### DIRECTIONS FOR THIS TASK
Give back exactly the line that contains "Query: leafy green leaf" and all the lines after it in the records below, to the very last, with no other output.

__________

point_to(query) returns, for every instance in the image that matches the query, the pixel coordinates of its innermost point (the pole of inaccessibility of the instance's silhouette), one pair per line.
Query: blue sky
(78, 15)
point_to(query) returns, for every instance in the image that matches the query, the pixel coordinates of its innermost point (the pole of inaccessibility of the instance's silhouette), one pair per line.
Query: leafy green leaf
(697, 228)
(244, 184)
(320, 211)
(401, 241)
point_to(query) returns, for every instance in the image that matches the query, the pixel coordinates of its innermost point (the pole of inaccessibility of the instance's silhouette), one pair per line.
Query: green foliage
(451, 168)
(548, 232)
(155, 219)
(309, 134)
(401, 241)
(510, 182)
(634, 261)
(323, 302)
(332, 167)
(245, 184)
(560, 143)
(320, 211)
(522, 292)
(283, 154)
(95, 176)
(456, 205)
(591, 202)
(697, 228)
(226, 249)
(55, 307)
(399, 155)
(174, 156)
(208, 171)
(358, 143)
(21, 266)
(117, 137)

__________

### COMPLETED TASK
Query: leafy green leaf
(697, 228)
(244, 184)
(320, 211)
(401, 241)
point_to(query) returns, for every instance in the image that matches the query, the pixel coordinates of its innermost point (the pole of inaccessibility of the instance's silhouette), one pair per line.
Query: green foliage
(451, 168)
(548, 232)
(155, 219)
(309, 134)
(401, 241)
(510, 182)
(634, 261)
(323, 302)
(332, 167)
(245, 184)
(560, 143)
(320, 211)
(522, 292)
(283, 154)
(95, 176)
(456, 205)
(591, 202)
(697, 228)
(226, 249)
(55, 307)
(399, 155)
(174, 156)
(208, 171)
(358, 143)
(21, 266)
(117, 137)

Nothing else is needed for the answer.